## START
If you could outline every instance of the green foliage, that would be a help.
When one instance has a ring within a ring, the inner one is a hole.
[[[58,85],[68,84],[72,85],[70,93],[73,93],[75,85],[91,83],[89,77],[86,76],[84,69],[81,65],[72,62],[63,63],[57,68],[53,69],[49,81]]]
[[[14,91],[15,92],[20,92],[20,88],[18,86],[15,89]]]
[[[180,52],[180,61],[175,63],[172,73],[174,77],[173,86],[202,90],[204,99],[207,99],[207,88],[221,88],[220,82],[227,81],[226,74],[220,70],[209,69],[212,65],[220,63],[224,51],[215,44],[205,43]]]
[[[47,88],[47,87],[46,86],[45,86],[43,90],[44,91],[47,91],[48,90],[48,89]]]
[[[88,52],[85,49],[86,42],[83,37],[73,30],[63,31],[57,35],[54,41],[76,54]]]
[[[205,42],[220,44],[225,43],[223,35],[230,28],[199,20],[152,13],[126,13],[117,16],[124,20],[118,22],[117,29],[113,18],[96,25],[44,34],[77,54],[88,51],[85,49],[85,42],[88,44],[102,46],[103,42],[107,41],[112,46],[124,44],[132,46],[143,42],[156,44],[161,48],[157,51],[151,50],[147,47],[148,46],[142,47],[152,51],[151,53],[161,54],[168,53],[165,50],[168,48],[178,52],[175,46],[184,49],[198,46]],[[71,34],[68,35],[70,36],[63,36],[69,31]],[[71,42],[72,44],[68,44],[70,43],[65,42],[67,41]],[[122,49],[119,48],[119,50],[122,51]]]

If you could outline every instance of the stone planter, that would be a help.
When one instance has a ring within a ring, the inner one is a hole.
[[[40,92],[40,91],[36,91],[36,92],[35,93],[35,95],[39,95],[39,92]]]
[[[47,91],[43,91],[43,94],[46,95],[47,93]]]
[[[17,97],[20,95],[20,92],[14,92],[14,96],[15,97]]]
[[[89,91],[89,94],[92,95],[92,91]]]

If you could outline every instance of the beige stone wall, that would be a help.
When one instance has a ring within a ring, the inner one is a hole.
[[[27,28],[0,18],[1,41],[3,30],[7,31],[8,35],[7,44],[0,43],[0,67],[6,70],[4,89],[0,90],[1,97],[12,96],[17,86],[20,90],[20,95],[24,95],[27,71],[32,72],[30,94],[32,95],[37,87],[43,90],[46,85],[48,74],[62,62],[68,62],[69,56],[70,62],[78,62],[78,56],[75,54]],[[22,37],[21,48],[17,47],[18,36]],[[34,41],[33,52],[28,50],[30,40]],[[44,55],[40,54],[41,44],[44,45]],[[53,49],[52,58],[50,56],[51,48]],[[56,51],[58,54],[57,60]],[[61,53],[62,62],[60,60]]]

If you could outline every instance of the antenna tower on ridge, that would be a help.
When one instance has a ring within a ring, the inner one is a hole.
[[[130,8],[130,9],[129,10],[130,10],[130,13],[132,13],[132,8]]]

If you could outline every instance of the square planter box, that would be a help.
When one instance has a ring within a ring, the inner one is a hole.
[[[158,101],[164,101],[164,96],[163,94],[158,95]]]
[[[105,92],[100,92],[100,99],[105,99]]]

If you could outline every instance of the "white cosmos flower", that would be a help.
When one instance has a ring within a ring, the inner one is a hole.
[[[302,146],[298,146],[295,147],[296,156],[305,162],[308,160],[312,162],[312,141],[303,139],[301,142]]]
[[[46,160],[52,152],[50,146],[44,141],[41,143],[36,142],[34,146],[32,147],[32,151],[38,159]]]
## END
TASK TO CARRY OUT: Reproduce everything from the start of the records down to the line containing "[[[89,91],[89,94],[92,95],[92,91]]]", with both ends included.

EXERCISE ANSWER:
If you could outline every instance of the green foliage, that would be a help.
When one instance has a ring within a ring, the inner one is a hole.
[[[58,85],[68,84],[72,85],[70,93],[73,93],[75,85],[91,83],[89,77],[86,76],[84,69],[81,65],[72,62],[63,63],[57,68],[53,69],[49,81]]]
[[[14,91],[15,92],[20,92],[20,88],[18,86],[15,89]]]
[[[180,52],[180,61],[175,63],[172,73],[174,77],[173,86],[202,90],[204,99],[207,99],[207,88],[221,88],[220,82],[227,81],[226,74],[220,70],[209,69],[212,65],[220,63],[224,51],[215,44],[205,43]]]
[[[47,88],[47,87],[46,86],[45,86],[43,90],[44,91],[47,91],[48,90],[48,89]]]
[[[88,52],[85,49],[86,42],[83,37],[73,30],[63,31],[57,35],[54,41],[76,54]]]
[[[205,42],[220,44],[225,43],[223,35],[230,28],[199,20],[152,13],[126,13],[117,16],[124,20],[118,22],[117,29],[113,18],[96,25],[44,34],[77,54],[88,51],[85,49],[85,42],[88,44],[102,46],[103,42],[107,41],[112,46],[124,44],[132,46],[143,42],[156,44],[161,48],[157,51],[151,50],[147,47],[148,46],[142,47],[152,51],[151,53],[161,54],[168,53],[165,50],[168,48],[178,52],[175,46],[184,49],[198,46]],[[71,34],[68,35],[70,36],[63,36],[69,31]],[[71,42],[72,44],[68,44],[70,43],[65,42],[67,41]],[[122,49],[119,48],[119,50],[122,51]]]

If you could outline every instance of the stone planter, that would be a help.
When one instance has a ring within a ring, the inner one is a hole.
[[[40,92],[40,91],[36,91],[36,92],[35,93],[35,95],[39,95],[39,92]]]
[[[47,91],[43,91],[43,94],[46,95],[47,93]]]
[[[17,97],[20,95],[20,92],[14,92],[14,96],[15,97]]]
[[[89,91],[89,94],[92,95],[92,91]]]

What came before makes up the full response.